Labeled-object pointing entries
========================================================================

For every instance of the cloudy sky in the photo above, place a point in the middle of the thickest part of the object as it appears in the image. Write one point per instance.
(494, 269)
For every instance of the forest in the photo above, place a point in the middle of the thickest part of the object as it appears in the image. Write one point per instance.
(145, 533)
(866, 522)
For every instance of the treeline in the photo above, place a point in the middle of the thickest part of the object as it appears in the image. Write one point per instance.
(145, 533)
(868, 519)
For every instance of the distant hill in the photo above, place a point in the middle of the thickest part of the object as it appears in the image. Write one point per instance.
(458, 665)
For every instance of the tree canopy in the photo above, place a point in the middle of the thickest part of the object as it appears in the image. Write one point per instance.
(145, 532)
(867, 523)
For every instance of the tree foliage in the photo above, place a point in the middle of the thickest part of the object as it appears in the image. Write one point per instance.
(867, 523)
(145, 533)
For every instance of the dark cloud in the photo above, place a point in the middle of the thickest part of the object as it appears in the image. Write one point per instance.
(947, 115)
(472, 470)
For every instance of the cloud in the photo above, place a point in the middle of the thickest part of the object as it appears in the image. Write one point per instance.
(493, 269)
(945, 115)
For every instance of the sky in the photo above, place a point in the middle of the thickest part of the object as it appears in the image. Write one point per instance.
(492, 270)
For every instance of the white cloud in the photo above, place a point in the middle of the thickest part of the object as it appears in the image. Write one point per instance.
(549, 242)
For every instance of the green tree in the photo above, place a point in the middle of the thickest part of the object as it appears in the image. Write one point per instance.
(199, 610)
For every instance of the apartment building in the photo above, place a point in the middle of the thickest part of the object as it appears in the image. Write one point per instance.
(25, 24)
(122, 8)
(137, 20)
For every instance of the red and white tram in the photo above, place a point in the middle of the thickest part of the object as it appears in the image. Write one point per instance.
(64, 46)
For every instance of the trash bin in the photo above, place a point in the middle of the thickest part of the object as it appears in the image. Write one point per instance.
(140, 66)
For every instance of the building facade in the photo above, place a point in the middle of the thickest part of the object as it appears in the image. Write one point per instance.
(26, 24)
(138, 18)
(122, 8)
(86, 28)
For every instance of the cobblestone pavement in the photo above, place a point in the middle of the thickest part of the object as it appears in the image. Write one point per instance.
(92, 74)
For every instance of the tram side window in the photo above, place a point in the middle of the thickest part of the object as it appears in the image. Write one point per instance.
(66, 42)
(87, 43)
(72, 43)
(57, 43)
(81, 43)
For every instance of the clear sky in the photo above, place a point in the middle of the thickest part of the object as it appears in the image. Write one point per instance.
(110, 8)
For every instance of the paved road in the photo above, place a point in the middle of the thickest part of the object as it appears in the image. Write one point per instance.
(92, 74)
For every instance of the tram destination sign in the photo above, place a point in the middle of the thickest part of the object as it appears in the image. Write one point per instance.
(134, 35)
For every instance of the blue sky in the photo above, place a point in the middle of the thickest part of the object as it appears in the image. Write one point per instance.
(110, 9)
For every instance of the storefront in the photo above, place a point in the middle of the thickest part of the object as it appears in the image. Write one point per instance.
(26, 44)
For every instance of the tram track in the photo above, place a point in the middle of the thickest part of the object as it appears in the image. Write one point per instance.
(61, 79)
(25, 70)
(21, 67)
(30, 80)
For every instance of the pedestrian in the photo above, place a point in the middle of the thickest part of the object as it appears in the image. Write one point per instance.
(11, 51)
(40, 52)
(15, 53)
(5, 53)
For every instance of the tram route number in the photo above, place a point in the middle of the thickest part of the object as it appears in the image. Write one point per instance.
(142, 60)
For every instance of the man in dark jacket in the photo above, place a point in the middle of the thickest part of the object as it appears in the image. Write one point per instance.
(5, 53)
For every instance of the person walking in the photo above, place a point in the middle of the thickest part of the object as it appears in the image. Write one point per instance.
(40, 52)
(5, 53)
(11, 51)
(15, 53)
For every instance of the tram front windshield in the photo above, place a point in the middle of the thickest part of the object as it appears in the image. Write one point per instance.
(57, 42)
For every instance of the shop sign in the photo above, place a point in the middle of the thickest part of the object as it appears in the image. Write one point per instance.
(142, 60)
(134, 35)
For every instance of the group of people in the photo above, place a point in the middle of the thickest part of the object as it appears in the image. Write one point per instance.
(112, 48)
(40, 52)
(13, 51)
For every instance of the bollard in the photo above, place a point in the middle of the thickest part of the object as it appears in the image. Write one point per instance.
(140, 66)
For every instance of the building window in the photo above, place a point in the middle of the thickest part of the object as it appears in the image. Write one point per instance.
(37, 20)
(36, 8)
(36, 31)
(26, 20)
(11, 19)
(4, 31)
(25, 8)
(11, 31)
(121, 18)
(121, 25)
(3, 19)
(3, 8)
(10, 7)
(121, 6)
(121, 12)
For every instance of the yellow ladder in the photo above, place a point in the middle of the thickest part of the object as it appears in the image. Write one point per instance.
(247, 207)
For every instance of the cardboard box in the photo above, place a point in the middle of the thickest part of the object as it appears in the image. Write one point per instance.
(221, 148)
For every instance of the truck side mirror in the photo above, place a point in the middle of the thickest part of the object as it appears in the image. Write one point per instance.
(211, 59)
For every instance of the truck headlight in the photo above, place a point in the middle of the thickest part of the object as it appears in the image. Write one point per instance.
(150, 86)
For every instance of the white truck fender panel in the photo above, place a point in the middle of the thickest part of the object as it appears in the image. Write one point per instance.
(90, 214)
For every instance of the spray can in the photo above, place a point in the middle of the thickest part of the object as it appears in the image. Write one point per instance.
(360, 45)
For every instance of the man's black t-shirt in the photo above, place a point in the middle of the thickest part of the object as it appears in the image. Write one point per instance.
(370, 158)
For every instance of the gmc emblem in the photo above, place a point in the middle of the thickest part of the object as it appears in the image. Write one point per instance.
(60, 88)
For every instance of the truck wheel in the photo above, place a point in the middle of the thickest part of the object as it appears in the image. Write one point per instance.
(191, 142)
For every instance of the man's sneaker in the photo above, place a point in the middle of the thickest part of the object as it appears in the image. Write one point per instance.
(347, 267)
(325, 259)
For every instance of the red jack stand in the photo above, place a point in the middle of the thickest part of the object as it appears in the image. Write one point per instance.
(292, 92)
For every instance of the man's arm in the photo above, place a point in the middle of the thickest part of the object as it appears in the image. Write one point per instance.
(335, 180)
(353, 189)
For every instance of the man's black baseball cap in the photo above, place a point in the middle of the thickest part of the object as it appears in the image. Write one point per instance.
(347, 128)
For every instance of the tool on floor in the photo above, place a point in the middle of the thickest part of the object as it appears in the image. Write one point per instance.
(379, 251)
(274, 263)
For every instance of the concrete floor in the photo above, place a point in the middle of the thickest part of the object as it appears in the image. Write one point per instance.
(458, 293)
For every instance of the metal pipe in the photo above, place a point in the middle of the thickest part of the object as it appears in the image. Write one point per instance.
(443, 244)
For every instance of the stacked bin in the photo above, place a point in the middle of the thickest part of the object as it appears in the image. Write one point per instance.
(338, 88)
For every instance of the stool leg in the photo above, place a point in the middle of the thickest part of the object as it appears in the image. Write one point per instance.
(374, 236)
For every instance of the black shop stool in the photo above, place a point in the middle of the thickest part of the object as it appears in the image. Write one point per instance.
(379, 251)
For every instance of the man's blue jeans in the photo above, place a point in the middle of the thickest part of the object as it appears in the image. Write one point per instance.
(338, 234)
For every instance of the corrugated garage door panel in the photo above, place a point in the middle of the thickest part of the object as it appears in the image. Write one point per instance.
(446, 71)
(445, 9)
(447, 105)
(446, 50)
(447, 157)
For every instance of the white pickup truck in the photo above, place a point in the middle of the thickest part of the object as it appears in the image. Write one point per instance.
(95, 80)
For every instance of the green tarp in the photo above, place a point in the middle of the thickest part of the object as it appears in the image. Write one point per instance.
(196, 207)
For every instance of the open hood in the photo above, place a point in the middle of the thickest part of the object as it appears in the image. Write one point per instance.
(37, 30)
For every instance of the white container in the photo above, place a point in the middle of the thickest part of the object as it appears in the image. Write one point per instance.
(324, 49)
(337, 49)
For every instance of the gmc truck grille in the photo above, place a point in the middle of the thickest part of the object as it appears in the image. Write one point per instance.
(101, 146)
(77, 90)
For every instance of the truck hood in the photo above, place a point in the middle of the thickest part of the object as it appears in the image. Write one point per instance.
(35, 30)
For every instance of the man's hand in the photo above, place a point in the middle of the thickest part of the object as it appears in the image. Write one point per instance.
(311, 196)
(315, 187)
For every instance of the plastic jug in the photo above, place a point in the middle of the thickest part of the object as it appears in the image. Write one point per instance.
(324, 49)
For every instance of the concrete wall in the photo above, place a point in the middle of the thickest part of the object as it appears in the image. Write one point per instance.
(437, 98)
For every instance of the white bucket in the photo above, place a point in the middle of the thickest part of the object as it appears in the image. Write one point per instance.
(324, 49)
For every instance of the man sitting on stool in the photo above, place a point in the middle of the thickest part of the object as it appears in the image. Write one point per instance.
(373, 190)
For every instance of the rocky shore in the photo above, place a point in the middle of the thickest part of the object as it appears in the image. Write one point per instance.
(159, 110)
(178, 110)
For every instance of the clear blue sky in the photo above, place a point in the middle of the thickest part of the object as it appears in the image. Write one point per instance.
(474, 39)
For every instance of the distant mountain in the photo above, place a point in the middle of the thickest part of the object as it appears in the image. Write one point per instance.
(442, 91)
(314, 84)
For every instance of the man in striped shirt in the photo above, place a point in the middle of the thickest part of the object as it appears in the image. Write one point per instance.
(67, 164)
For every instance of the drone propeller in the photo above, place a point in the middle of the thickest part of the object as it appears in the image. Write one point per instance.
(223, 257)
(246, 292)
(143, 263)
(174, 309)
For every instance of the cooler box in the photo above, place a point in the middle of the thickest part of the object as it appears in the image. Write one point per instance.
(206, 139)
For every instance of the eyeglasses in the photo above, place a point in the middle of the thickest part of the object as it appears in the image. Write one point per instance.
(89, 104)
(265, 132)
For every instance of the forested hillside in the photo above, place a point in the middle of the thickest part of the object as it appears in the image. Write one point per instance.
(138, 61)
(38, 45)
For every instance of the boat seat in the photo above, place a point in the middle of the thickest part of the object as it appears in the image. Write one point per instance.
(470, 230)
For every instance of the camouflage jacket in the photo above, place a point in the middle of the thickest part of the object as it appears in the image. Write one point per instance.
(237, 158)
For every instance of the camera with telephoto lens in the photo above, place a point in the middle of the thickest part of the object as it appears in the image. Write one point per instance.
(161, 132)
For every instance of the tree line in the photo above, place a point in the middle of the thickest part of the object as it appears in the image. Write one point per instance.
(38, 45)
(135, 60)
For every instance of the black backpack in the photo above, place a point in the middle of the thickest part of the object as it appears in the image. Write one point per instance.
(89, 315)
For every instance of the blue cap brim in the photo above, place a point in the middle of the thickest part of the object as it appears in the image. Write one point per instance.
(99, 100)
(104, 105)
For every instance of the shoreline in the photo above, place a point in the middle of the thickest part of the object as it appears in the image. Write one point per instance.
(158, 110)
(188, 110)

========================================================================

● **EXERCISE REQUIREMENTS**
Every line from the one containing "For every instance of the black backpack" through the last line of the entries must be written out verbatim, and no other line.

● **SOLUTION BELOW**
For every instance of the black backpack in the photo above, place a point in the middle of the thickest part of the object as it appears in the image. Write one point per instance.
(89, 315)
For every instance of the blue cap brim in the photo above, place a point in the middle of the thickest part of the object as it appears in the image. Write one point per instance.
(99, 100)
(104, 105)
For every instance of the shoreline in the photo above, place a point in the middle of the thickest part of the object as it appears in the image. Write one point per instance.
(158, 110)
(188, 110)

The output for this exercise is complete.